> **Written request**
Locate each line in the records containing the word "below" and copy those lines in full. Case counts.

[Extracted records]
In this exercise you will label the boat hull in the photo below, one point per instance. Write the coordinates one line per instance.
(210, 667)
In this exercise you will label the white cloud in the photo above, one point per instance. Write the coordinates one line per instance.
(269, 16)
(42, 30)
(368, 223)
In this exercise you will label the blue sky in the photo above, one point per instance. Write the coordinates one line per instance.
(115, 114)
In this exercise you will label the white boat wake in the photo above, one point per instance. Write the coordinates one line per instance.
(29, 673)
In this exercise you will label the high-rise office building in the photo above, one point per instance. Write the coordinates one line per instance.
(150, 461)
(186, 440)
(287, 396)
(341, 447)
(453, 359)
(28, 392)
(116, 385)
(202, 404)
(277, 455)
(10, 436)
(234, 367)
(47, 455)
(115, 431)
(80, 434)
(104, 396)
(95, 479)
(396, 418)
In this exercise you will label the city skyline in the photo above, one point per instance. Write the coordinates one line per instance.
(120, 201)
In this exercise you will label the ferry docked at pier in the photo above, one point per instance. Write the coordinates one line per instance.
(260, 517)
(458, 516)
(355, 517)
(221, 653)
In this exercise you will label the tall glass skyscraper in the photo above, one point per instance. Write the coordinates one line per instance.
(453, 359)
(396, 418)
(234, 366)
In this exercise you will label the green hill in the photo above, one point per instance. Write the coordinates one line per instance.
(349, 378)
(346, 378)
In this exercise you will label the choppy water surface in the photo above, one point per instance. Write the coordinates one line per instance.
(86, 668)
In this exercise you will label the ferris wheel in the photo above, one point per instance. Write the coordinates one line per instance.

---

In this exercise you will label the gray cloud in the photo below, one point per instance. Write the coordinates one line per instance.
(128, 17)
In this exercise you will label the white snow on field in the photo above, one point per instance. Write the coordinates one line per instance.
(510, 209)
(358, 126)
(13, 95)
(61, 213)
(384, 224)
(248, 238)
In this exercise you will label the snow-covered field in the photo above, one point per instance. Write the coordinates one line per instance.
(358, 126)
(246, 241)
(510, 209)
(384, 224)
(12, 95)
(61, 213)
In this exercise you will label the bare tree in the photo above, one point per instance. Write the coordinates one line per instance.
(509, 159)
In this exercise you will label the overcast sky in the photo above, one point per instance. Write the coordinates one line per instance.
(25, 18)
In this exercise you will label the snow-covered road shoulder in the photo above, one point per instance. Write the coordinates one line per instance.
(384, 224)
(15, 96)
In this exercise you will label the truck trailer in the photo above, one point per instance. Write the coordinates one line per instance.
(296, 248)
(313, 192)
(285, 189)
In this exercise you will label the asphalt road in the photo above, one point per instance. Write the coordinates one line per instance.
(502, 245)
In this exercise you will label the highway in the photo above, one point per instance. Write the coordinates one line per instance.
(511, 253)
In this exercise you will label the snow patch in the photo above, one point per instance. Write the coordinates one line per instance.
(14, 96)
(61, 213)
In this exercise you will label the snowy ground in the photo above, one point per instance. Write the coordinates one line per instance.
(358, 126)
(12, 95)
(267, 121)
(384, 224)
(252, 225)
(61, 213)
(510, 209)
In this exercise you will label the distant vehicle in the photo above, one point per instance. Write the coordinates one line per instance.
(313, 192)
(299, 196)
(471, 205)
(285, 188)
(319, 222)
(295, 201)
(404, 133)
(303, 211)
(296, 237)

> **Output for this exercise**
In this exercise you will label the boat hull in the photo below, one point per instance. Write the coordinates one line per instance.
In this exercise you will label the gray cloud in the photo below, one point per instance. Write the coordinates one line per instance.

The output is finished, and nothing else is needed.